### Aim
Please quote only the lines that start at the one with "task: segmentation" and go on to the last line of the data, both ends kept.

[Excerpts of annotation records]
○ ○ ○ ○ ○ ○ ○

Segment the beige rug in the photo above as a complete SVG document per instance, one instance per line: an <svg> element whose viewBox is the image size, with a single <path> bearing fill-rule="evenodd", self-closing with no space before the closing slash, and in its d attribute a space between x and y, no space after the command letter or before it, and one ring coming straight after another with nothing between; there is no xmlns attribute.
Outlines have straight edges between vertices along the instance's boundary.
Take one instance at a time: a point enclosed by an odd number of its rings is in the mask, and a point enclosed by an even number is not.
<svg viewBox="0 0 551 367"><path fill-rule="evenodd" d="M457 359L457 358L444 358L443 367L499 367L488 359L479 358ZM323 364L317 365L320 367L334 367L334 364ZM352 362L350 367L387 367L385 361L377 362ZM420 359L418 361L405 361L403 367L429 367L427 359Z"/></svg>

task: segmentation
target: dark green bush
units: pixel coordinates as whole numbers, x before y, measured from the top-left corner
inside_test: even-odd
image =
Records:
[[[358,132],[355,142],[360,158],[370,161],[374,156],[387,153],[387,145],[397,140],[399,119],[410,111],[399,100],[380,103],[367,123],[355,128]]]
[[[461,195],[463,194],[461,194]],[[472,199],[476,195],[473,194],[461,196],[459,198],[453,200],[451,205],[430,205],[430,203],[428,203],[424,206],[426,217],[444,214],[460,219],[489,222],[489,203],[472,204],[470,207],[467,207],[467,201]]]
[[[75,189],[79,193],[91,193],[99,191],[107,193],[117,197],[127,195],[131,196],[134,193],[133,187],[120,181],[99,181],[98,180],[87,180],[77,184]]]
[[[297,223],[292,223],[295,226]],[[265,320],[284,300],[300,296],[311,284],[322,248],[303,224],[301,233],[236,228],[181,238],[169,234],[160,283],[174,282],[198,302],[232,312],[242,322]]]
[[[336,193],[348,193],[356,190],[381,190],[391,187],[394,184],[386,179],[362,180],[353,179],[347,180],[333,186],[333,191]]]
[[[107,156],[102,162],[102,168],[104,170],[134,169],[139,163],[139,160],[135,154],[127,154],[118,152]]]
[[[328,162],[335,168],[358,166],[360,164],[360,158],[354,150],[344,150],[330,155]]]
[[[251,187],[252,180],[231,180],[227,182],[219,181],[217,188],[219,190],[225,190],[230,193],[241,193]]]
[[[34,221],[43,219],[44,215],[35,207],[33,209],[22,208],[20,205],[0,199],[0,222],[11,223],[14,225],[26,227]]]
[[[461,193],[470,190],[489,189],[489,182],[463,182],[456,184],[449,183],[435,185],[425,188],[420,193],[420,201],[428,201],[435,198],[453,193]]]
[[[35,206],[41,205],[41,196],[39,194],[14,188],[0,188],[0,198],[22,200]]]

○ ○ ○ ○ ○ ○ ○

### Completed exercise
task: segmentation
target: dark green bush
units: pixel coordinates as whole numbers, x before y, measured from the top-left corner
inside_test: even-odd
image =
Records:
[[[358,132],[355,142],[360,158],[370,161],[374,156],[387,153],[387,145],[397,140],[399,119],[410,111],[399,100],[380,103],[367,123],[355,128]]]
[[[461,195],[463,194],[461,194]],[[472,199],[476,195],[473,194],[461,196],[459,198],[453,200],[451,205],[430,205],[430,203],[428,203],[424,206],[426,217],[444,214],[460,219],[489,222],[489,203],[472,204],[470,207],[467,207],[467,201]]]
[[[75,189],[79,193],[91,193],[99,191],[107,193],[117,197],[127,195],[131,196],[134,193],[133,187],[120,181],[99,181],[98,180],[87,180],[77,184]]]
[[[297,223],[292,223],[295,226]],[[265,320],[284,300],[300,296],[311,284],[322,248],[303,224],[301,233],[236,228],[181,238],[169,234],[160,283],[174,282],[198,302],[232,312],[242,322]]]
[[[336,193],[348,193],[356,190],[381,190],[391,187],[394,184],[386,179],[362,180],[353,179],[347,180],[333,186],[333,191]]]
[[[107,156],[102,162],[102,168],[104,170],[134,169],[139,163],[139,160],[135,154],[127,154],[118,152]]]
[[[328,162],[335,168],[358,166],[360,164],[360,158],[354,150],[344,150],[330,155]]]
[[[251,187],[252,180],[231,180],[227,182],[219,181],[217,188],[219,190],[225,190],[230,193],[241,193]]]
[[[34,221],[43,219],[44,215],[35,207],[33,209],[22,208],[20,205],[0,199],[0,222],[11,223],[14,225],[26,227]]]
[[[461,193],[470,190],[489,189],[489,182],[463,182],[456,184],[449,183],[435,185],[425,188],[420,193],[420,201],[428,201],[435,198],[453,193]]]
[[[35,206],[41,205],[41,196],[39,194],[14,188],[0,188],[0,198],[22,200]]]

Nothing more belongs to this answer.